* **What the exercise asks**: Locate every line in the listing below that contains the word "blue" and copy each of those lines in full.

* **Records for this exercise**:
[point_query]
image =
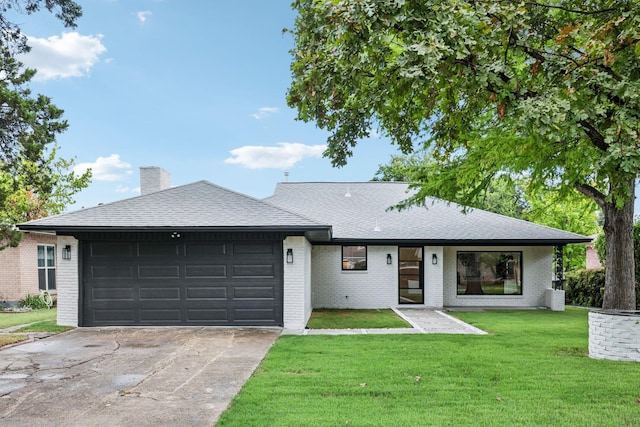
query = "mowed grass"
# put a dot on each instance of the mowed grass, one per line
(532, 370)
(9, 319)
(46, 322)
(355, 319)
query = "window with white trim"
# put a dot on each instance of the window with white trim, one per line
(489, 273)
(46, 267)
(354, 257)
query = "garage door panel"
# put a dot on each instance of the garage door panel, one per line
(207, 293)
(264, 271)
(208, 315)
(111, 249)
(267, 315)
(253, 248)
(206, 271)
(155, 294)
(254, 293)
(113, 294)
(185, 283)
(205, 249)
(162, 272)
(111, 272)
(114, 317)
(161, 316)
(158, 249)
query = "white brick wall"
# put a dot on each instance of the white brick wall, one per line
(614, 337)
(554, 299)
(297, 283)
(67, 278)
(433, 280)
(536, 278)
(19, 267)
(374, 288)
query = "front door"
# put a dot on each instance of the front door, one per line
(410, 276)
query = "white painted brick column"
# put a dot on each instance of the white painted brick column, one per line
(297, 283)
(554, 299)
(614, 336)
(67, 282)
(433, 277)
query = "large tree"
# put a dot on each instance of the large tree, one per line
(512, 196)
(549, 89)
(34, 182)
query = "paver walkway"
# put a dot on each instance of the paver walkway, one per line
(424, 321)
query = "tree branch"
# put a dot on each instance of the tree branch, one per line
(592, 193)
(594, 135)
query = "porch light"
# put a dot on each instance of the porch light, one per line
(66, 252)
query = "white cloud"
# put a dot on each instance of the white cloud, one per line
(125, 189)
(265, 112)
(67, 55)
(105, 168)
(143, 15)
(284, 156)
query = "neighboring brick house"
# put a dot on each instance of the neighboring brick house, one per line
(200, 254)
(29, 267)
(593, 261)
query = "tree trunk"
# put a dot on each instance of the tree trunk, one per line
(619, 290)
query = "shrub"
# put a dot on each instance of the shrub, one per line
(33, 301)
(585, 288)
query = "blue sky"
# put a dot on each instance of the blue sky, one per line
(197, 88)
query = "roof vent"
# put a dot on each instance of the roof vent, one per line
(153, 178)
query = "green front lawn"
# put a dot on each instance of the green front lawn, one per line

...

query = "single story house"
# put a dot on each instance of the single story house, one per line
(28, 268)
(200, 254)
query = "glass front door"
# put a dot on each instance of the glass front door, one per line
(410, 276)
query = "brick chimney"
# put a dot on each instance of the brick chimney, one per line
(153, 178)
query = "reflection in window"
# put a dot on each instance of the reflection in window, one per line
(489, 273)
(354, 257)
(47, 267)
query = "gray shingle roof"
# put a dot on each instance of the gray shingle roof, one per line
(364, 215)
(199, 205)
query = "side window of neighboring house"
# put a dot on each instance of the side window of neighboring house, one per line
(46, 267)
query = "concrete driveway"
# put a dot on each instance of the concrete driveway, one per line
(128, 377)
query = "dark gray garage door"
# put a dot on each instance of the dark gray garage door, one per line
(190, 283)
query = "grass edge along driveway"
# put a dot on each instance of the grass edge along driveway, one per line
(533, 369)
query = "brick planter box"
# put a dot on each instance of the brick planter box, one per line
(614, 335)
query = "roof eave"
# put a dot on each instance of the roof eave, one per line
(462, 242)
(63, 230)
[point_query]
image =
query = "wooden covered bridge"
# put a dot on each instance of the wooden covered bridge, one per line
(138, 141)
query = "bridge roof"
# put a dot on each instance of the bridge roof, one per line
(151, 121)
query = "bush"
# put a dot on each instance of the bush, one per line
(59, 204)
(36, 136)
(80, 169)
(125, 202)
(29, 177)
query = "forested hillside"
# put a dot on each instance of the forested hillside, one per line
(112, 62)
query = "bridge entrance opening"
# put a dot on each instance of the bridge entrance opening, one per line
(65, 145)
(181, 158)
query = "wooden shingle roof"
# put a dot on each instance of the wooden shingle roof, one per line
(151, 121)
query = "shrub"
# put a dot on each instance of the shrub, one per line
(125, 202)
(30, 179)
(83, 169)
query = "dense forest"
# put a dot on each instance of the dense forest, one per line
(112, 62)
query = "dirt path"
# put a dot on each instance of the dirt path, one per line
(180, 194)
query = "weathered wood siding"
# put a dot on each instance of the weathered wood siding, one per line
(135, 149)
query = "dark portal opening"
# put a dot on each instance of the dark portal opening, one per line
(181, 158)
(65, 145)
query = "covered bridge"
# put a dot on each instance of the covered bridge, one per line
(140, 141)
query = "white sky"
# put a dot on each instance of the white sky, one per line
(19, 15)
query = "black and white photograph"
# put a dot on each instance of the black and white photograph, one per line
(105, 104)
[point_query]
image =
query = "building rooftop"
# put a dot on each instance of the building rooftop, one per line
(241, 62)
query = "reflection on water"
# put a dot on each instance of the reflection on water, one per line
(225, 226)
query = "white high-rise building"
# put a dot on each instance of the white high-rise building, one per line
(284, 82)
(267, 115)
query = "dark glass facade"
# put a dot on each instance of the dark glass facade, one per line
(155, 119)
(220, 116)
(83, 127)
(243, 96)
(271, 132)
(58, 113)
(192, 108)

...

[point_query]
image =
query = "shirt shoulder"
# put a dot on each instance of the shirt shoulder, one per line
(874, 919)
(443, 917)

* **Response**:
query = "blue sky"
# put a dot on each instance of the blue sky, one per line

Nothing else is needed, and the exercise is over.